→ ÜBUNGSAUFGABE 1: Geben Sie aus dem Text über Vertriebskanäle den Abschnitt von „Pfiffige Unternehmer haben“ bis „und unabhängig voneinander.“ einschließlich wortgetreu aus.
→ ÜBUNGSAUFGABE 2: Was bezeichnet der Text über Vertriebskanäle als den springenden Punkt?

→ DOKUMENT:
===============

Pfiffige Unternehmer haben schon immer zusätzliche Vertriebskanäle für ihre Produkte aufgetan. Etwa durch Zeitungsinserate, das bloße Aufstellen eines Kundenstoppers in der Fußgängerzone oder durch Kundenmailings konnte man seinen Kundenkreis erweitern. Diese Ansprachen erfolgten allerdings eher nicht gesteuert und unabhängig voneinander.

Kunden wechseln Kanäle

Heute müssen Kunden genau da abgeholt werden, wo sie sich gerade aufhalten - und das ist gar nicht so einfach. Das Internet hat die Informationsbeschaffung stark vereinfacht. Mit mobilen End-geräten greifen Verbraucher auch unterwegs auf Daten zu. Außerdem wechseln Kunden zwischen den unterschiedlichen Medien hin und her. Wer morgens die Tageszeitung liest, surft vielleicht parallel im Internet, um aktuellere oder nähere Informationen zu erhalten.

Der springende Punkt ist die Vernetzung dieser Kanäle und zwar sowohl online als auch offline. Print ist dabei längst noch nicht tot, sondern in seinen vielen Formen eine exzellente Unterstützung des Onlineauftritts eines Unternehmens; sei es zur Imagepflege oder zum Bewerben eigener Produkte.

===============

→ EXTRAHIERTE EINTRÄGE:
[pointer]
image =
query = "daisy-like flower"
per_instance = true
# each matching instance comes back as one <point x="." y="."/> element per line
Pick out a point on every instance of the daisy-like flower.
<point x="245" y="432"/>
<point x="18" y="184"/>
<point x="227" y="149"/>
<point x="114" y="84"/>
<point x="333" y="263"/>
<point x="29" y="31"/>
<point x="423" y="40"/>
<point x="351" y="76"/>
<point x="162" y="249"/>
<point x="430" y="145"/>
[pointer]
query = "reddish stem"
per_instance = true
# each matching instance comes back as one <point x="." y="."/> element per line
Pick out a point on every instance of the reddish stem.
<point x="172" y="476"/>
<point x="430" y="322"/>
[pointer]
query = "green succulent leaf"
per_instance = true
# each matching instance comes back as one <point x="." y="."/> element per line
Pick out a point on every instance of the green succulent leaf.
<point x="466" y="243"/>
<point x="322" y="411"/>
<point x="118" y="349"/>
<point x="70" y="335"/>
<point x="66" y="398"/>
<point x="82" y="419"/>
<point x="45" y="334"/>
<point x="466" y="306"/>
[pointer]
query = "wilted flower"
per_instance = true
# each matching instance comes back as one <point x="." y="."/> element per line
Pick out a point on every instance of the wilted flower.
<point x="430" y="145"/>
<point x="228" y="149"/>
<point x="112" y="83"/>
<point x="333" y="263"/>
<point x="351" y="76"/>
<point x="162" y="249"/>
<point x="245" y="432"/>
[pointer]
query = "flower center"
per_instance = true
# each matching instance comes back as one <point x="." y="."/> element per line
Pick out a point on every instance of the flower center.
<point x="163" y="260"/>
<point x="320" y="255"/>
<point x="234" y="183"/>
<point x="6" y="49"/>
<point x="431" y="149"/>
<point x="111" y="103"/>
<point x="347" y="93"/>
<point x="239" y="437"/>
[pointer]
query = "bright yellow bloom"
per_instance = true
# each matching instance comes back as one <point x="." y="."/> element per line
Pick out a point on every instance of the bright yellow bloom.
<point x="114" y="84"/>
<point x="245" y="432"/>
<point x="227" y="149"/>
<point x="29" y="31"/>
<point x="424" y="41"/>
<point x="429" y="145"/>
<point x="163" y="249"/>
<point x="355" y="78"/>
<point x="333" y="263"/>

===============

→ SCHRIFTLICHE ANTWORT 1:
Pfiffige Unternehmer haben schon immer zusätzliche Vertriebskanäle für ihre Produkte aufgetan. Etwa durch Zeitungsinserate, das bloße Aufstellen eines Kundenstoppers in der Fußgängerzone oder durch Kundenmailings konnte man seinen Kundenkreis erweitern. Diese Ansprachen erfolgten allerdings eher nicht gesteuert und unabhängig voneinander.

→ SCHRIFTLICHE ANTWORT 2: Die Vernetzung der Kanäle, und zwar sowohl online als auch offline.